• _Exercise goal_
Output the line containing "the man's neck", then every remaining line of the entries below, exactly as written and with no other text.

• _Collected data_

※ ※ ※

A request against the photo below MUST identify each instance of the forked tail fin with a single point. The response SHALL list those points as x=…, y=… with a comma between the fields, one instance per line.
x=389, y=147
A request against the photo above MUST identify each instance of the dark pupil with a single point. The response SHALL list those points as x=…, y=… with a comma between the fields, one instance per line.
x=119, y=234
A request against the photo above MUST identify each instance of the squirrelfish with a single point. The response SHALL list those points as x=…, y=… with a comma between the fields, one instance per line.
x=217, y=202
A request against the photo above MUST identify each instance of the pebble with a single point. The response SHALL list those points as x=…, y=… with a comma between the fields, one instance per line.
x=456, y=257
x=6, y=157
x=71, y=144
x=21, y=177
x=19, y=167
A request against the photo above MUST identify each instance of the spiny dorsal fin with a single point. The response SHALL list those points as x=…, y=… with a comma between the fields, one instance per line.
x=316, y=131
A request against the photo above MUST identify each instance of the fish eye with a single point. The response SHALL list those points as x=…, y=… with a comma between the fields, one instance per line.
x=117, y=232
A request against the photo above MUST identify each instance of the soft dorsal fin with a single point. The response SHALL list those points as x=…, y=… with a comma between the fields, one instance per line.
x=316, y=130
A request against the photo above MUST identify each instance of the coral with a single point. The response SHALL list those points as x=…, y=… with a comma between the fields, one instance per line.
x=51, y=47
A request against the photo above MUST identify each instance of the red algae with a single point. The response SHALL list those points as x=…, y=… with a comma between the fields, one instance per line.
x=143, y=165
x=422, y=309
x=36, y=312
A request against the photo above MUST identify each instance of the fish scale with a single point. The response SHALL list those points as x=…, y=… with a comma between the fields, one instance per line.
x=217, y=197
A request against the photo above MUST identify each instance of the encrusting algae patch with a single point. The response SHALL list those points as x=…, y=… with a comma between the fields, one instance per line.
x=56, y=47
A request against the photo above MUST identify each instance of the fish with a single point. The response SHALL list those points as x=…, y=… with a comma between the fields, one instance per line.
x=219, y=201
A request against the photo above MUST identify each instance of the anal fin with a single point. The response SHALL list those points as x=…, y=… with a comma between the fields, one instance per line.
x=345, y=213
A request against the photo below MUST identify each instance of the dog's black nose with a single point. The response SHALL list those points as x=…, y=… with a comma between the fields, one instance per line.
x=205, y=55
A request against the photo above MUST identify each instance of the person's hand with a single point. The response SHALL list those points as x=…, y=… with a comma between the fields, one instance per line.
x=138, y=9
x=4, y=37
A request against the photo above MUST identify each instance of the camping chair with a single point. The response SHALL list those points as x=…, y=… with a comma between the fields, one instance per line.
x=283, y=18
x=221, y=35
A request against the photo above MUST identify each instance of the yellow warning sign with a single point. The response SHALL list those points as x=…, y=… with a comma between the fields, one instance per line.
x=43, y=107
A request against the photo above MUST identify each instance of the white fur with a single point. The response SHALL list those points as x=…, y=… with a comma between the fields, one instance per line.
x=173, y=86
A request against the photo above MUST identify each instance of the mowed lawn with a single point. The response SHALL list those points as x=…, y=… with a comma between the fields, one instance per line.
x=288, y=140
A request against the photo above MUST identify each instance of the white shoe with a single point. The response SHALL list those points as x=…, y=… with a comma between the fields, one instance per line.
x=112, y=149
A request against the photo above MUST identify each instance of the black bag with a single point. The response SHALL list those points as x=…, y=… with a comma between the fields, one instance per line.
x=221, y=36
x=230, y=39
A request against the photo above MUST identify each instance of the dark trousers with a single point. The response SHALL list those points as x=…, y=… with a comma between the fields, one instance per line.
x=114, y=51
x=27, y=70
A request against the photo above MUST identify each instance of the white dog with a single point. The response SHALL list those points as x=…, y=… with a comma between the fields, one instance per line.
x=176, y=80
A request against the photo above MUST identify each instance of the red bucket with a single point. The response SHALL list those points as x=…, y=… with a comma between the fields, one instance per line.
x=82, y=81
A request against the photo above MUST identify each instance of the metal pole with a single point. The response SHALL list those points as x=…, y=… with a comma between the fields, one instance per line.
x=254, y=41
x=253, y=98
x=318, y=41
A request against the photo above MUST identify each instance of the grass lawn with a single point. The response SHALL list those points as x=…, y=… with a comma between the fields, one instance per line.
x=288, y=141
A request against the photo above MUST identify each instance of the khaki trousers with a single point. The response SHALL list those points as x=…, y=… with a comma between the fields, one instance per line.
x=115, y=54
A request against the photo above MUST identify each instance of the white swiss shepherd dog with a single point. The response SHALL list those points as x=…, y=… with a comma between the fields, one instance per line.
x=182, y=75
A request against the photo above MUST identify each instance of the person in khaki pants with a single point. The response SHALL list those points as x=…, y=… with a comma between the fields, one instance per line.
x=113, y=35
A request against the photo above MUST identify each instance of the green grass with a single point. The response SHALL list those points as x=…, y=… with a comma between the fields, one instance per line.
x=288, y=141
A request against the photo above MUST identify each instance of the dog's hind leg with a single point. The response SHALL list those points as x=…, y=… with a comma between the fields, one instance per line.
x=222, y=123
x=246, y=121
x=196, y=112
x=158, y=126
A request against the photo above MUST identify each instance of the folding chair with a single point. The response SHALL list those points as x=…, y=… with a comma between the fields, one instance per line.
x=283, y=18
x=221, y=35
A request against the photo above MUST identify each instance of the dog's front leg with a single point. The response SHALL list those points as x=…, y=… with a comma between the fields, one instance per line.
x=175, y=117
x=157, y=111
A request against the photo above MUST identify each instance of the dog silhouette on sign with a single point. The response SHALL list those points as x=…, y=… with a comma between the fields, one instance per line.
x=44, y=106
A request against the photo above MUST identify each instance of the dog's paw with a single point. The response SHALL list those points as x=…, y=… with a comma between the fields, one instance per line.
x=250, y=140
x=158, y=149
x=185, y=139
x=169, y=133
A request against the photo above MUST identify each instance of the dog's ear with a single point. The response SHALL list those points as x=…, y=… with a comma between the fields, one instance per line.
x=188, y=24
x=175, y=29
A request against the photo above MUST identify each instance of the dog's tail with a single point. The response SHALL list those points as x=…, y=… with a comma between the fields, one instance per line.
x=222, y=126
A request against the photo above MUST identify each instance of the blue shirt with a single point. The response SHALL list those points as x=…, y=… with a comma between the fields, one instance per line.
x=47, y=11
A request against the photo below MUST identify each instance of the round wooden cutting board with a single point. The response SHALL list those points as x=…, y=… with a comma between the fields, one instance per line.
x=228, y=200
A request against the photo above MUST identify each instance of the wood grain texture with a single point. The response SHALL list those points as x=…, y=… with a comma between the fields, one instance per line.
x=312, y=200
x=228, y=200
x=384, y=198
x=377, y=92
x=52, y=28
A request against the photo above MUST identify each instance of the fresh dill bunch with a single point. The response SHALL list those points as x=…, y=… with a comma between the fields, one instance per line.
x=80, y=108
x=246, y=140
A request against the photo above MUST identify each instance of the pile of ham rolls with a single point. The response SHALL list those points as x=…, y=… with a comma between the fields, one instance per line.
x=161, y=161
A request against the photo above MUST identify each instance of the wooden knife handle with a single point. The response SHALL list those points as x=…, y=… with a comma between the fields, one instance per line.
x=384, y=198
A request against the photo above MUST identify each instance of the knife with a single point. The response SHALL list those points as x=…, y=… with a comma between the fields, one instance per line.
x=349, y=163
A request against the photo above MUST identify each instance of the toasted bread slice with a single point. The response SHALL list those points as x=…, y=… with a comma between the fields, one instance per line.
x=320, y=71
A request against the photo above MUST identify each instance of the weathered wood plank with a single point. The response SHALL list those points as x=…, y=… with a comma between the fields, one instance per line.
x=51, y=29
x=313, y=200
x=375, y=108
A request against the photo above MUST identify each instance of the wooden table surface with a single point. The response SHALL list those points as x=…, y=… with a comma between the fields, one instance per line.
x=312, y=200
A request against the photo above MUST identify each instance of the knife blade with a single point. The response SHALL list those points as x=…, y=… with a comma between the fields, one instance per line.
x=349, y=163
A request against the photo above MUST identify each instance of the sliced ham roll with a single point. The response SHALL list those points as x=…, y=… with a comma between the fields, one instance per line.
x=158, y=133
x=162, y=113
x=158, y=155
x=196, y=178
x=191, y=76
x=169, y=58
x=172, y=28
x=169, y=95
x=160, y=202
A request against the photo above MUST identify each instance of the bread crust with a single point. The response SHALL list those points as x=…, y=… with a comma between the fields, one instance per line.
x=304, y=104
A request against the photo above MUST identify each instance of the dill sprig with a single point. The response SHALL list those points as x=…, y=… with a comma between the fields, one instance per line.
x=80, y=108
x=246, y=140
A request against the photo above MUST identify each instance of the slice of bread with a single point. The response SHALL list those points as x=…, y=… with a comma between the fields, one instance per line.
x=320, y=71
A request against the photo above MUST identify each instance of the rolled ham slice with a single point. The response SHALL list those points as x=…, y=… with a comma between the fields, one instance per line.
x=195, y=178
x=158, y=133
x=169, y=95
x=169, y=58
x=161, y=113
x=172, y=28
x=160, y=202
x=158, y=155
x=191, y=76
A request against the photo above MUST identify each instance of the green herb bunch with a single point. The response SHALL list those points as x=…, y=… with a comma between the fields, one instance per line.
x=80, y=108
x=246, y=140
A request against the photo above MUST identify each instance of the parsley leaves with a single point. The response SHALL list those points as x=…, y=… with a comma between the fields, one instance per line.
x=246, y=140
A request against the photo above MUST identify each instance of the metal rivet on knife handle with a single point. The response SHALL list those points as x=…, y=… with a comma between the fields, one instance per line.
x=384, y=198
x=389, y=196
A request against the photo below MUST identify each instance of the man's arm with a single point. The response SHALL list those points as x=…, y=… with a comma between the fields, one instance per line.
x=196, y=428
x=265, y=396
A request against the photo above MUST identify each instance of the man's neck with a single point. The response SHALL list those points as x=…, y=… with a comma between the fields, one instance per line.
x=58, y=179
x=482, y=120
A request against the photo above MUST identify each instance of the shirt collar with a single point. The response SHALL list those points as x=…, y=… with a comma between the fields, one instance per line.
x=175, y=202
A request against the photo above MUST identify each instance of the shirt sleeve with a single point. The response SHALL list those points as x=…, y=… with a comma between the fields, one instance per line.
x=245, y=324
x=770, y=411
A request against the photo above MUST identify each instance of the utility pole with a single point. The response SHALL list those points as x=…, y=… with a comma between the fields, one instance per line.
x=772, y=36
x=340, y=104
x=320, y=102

※ ※ ※

• _Answer to the problem_
A request against the photo above MUST identify each instance of the man's neck with a single point. The response SHALL list those points as x=…, y=… with a comma between the fields, one instance per line.
x=58, y=179
x=482, y=120
A request against the photo above MUST identify each instance of the shirt collar with a single point. The response SHALL list those points as x=…, y=… with a comma between the fields, one instance per line.
x=175, y=202
A request against the photo above MUST identify each instance of the shirt sleeve with a single point. The response SHALL list those points as x=…, y=… with a comma between the fields, one instance per line.
x=245, y=324
x=770, y=411
A request against the photo above MUST identify each instance of the utility pole with a single point. The response SHALL list those points as x=…, y=… with a comma between the fields, one instance per line.
x=772, y=36
x=340, y=104
x=320, y=102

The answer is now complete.